(Point-based annotation data)
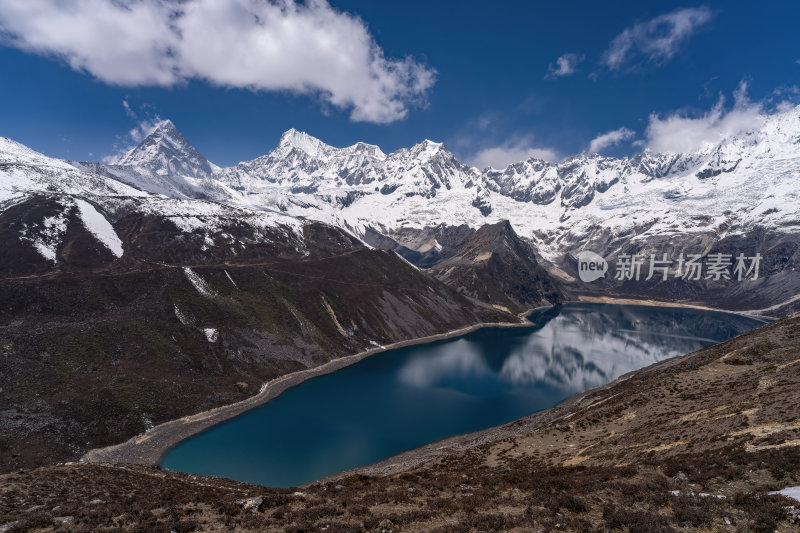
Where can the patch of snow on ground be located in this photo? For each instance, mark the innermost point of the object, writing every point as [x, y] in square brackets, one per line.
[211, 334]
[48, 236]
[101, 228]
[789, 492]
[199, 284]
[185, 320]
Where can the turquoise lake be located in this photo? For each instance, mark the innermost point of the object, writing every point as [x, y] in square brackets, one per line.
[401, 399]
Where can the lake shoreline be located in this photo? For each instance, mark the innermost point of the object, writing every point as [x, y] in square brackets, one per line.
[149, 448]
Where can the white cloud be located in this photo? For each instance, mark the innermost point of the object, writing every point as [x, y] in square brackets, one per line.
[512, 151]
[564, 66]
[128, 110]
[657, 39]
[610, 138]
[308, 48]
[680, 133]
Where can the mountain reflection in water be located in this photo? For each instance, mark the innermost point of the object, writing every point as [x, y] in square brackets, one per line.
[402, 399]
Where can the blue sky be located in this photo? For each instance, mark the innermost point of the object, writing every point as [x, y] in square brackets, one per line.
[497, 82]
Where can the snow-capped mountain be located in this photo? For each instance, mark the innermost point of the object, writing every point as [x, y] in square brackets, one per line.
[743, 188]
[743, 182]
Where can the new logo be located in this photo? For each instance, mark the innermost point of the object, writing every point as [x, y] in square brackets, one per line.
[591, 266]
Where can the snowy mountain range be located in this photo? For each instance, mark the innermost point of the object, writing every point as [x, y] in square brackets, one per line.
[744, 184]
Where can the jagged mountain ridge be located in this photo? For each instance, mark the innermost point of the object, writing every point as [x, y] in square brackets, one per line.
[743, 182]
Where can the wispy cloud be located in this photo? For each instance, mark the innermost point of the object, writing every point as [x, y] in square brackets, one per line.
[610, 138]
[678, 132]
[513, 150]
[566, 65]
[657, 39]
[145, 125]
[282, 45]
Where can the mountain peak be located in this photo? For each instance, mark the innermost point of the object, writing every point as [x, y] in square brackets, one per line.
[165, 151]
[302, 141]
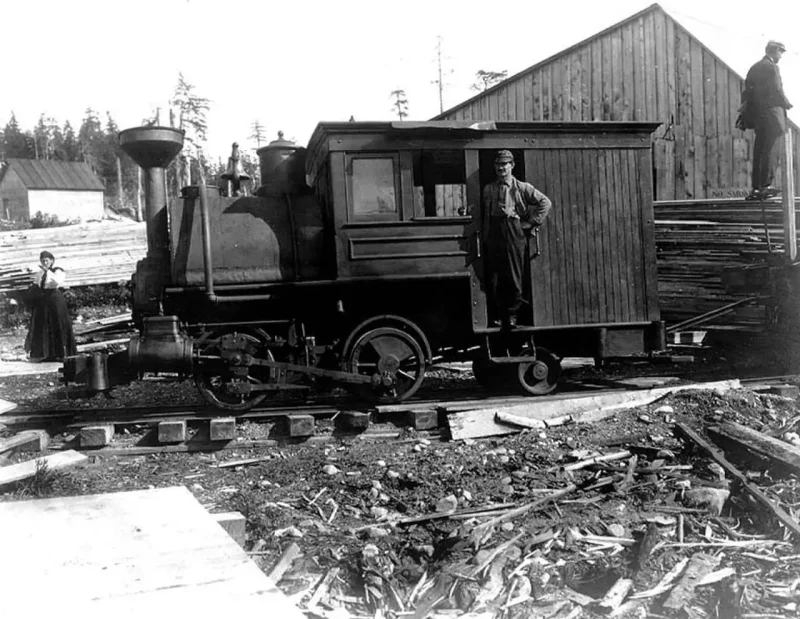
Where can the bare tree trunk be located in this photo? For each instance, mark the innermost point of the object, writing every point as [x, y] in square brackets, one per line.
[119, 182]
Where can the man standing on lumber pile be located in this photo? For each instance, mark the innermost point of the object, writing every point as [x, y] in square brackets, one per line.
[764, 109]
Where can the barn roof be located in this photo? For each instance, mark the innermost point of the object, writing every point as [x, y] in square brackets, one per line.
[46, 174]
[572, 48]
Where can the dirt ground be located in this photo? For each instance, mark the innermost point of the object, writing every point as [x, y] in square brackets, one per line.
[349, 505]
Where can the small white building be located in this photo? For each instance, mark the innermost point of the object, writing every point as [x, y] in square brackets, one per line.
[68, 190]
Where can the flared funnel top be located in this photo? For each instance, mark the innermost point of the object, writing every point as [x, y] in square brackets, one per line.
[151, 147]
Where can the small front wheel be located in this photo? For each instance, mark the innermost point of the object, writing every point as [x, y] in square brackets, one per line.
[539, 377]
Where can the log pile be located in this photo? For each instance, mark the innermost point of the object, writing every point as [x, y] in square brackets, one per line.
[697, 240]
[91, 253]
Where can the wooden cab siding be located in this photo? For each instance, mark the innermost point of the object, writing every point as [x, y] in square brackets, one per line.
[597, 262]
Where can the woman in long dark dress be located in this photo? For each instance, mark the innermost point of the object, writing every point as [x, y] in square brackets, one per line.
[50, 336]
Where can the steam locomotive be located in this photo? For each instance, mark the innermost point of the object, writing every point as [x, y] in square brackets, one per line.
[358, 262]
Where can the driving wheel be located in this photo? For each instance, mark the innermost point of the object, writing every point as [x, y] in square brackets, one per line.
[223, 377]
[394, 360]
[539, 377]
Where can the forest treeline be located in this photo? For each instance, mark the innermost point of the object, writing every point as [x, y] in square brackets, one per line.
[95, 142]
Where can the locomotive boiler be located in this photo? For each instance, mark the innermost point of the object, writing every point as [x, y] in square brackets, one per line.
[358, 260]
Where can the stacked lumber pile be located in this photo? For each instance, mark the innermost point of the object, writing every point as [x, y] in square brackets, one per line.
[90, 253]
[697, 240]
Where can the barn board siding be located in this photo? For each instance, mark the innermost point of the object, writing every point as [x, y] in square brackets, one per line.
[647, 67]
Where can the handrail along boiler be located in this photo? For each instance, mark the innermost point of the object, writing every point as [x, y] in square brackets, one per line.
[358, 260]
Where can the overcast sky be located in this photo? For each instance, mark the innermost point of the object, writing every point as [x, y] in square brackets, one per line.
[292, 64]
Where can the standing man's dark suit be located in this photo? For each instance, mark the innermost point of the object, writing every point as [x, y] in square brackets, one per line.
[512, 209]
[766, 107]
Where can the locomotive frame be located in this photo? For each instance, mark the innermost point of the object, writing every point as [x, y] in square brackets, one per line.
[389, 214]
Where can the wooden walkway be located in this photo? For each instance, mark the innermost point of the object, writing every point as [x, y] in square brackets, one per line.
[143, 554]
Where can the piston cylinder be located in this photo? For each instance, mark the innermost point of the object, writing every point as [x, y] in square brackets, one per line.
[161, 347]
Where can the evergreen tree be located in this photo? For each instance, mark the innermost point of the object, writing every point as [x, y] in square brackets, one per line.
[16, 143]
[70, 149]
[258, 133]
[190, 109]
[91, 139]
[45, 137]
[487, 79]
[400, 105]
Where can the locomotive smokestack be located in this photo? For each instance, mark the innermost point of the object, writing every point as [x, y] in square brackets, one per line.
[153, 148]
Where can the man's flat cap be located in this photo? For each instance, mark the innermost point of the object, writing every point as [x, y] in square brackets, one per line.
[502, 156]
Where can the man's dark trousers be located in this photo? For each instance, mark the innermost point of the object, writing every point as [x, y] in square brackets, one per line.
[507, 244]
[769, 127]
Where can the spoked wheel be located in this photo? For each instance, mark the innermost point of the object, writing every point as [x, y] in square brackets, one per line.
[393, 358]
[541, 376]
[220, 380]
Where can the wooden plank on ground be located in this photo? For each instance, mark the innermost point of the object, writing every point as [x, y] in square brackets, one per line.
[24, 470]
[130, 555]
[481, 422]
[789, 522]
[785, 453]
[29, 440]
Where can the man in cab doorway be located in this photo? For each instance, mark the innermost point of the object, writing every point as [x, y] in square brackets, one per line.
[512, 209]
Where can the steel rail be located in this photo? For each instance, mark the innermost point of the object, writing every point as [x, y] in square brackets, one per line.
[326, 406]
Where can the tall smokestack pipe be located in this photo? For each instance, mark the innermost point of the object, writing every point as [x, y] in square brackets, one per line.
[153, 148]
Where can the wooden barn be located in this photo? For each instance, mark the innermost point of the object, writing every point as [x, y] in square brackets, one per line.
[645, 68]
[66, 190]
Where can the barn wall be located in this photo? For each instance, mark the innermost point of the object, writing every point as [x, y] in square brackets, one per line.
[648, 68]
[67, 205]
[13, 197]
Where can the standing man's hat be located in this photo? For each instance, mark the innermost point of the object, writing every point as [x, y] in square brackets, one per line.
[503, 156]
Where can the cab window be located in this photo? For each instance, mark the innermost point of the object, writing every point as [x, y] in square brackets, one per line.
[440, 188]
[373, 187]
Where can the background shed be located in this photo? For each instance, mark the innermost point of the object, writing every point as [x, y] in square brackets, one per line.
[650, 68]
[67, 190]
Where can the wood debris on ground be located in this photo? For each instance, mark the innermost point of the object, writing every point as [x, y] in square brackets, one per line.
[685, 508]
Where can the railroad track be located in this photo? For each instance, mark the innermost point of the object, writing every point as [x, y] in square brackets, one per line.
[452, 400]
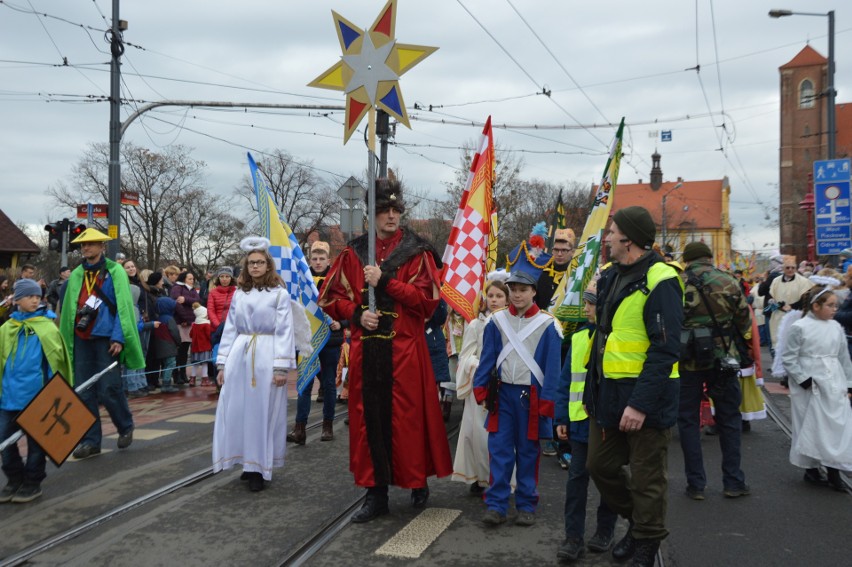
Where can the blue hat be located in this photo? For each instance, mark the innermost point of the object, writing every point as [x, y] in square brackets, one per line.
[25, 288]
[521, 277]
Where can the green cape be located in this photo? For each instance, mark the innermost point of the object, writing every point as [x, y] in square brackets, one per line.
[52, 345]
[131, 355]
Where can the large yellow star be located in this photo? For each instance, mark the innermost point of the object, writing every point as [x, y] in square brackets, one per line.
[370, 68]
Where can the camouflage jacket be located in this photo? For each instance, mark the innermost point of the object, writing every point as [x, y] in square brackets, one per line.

_Exercise_
Repeat exactly the lines above, from the line containing "Where can the standing man's hat" through the last line of the records, inclusive; omit any pictures.

_Exercise response_
Where can the standing man's hat be located in this photo? For each instance, mark the innermost point of the object, writing every point as [x, y] in square brackets, one per line.
[503, 156]
Where can the cab window be located in this photo? For each instance, mark the innermost point of the object, writing every point as [x, y] in square brackets, one per line.
[440, 188]
[373, 187]
Where can the background shed be located in this photo? For each instance, mark the innermost point of the object, writing every point as [x, y] in square brackets, one per line.
[650, 68]
[67, 190]
Where can the wood debris on ground be located in this photo? For each instance, mark the innermost point of the object, writing every point as [x, y] in square brackets, one per line.
[685, 508]
Where can the railroad track be located in this photo? For each instance, mark the innermost point of the object, writing every point as [x, y] in square brackets, one per line.
[452, 400]
Where can the blue hat be located in this photo? For each instance, mark the innermost point of the object, writing every point as [x, y] in square brackets, one per line.
[25, 288]
[521, 277]
Where can the green cape be located in this photo? For each instance, mark the innermost point of the object, writing every point as [x, y] in square brackets, one per line.
[52, 345]
[131, 355]
Where can the large yellow star be located in this photo? For each instance, mark the innermost point of the object, writing every point as [x, y] in square brackets, one per line.
[370, 68]
Where can the camouflage jacket be located in this photo? For each instance, mark the innermost point of the object, writing every point as [x, y] in square brackets, one per line.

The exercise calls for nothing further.